The request: Transcribe the part of the book review that opens with the words containing "James Norcliffe. The" and closes with "came to be.".

James Norcliffe. The Pirates and the Nightmaker Longacre Press/Random House, 1 April 2015 304pp, $AU17.99/$NZ19.99 (pbk), ISBN 978-1-77553-769-4
This fascinating fantasy is a prequel to Norcliff’s award-winning The Loblolly Boy and its sequel The Loblolly Boy and the Sorcerer that explored the magic and wonder of being invisible and the freedom of being able to fly. As Leonardo da Vinci would attest, the dream of flying has been with us for a long time. But what if the gift of flight and invisibility had a dark side: that you were not finally in control of yourself but inevitably linked to the Giver? What is the nature of this “spiritual” world and how did it begin? This is the prequel that gives the aficionados of this series a sense of timeline and significance of the role of the Loblolly Boy and how it came to be.
The prologue introduces the idea of a Loblolly Boy, a young lad who was “wearing filmy garments of green that feel like birch bark down his arms and legs. But strangest of all were the green wings that were folded on either side of his shoulders, beautiful wings with iridescent green feathers that gleamed and shivered as their filaments caught the sun” (p.13). The key to the prologue is not just the introduction of a Loblolly Boy (the fantasy creature) but the context in which He is introduced: the observer of this strange creature is a young lad who is running from the confines of his home life and the depressing future he faces and is one who desires escape, freedom and taking on all the possibilities of life. With lack comes desire, and desire is fundamental to the imagination. But, as we move into the story, sometimes freedom comes at a price: to be a Loblolly Boy is a double-edged sword.

Position annotation records:
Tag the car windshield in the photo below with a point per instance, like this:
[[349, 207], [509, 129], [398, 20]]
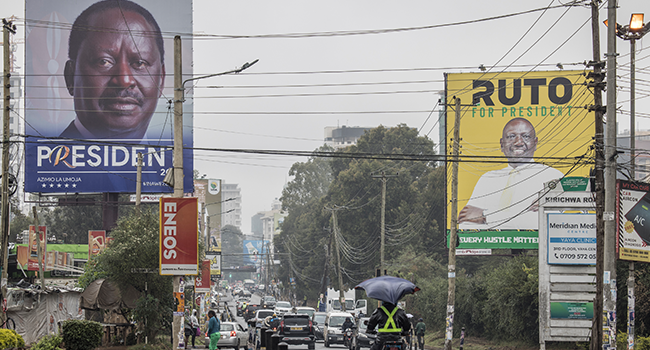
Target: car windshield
[[362, 325], [265, 313], [305, 312], [337, 321], [320, 318], [349, 305]]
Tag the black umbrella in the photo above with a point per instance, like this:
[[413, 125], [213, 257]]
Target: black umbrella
[[387, 288]]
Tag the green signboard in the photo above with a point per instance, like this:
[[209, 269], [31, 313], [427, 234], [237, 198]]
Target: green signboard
[[574, 183], [575, 311], [507, 239]]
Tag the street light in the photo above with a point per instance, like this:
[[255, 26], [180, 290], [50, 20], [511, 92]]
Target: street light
[[632, 32]]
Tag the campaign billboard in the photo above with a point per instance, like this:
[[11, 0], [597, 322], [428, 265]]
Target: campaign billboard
[[633, 208], [98, 85], [179, 238], [254, 252], [518, 130]]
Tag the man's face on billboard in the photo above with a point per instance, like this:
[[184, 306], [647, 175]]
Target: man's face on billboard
[[117, 77], [518, 142]]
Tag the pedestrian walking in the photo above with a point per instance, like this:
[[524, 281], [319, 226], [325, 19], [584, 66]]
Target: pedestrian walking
[[214, 326], [420, 328]]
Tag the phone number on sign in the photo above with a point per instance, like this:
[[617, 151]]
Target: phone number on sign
[[577, 256]]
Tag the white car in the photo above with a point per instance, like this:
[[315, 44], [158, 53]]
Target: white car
[[333, 332], [282, 307]]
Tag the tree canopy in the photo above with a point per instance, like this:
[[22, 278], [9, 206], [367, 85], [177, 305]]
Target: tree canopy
[[349, 183]]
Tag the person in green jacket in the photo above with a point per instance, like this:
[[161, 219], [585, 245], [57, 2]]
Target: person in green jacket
[[214, 326], [420, 328]]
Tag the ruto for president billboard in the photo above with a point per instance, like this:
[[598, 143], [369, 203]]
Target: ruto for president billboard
[[518, 130]]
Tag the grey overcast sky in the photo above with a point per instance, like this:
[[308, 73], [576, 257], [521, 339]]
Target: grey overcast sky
[[310, 76]]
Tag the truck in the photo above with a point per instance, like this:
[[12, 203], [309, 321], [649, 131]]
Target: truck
[[351, 305]]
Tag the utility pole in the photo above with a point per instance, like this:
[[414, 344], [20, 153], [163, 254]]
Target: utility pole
[[178, 161], [39, 248], [328, 247], [7, 27], [383, 178], [138, 184], [609, 272], [451, 273], [338, 259], [597, 322]]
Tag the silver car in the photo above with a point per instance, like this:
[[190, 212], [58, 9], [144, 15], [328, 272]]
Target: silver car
[[282, 307], [233, 335]]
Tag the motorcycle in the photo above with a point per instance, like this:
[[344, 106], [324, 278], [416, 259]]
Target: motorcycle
[[347, 337], [393, 345]]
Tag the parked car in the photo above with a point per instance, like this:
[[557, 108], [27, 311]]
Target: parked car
[[233, 335], [319, 324], [282, 307], [250, 311], [306, 310], [268, 302], [297, 329], [255, 324], [333, 332], [361, 338]]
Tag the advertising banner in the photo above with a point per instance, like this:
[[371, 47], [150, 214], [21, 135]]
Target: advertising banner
[[633, 204], [98, 81], [213, 205], [498, 240], [96, 242], [522, 130], [215, 263], [576, 311], [179, 239], [253, 251], [202, 284], [34, 239], [571, 239]]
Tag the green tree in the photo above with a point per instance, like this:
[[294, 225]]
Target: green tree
[[135, 247], [311, 180]]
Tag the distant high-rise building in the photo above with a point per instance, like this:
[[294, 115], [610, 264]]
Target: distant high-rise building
[[344, 136]]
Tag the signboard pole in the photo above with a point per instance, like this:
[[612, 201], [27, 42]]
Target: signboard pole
[[609, 279], [596, 340], [6, 28], [178, 166]]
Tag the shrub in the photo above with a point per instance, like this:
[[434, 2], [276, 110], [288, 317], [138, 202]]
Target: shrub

Output for this task:
James Norcliffe. The Pirates and the Nightmaker Longacre Press/Random House, 1 April 2015 304pp, $AU17.99/$NZ19.99 (pbk), ISBN 978-1-77553-769-4
This fascinating fantasy is a prequel to Norcliff’s award-winning The Loblolly Boy and its sequel The Loblolly Boy and the Sorcerer that explored the magic and wonder of being invisible and the freedom of being able to fly. As Leonardo da Vinci would attest, the dream of flying has been with us for a long time. But what if the gift of flight and invisibility had a dark side: that you were not finally in control of yourself but inevitably linked to the Giver? What is the nature of this “spiritual” world and how did it begin? This is the prequel that gives the aficionados of this series a sense of timeline and significance of the role of the Loblolly Boy and how it came to be.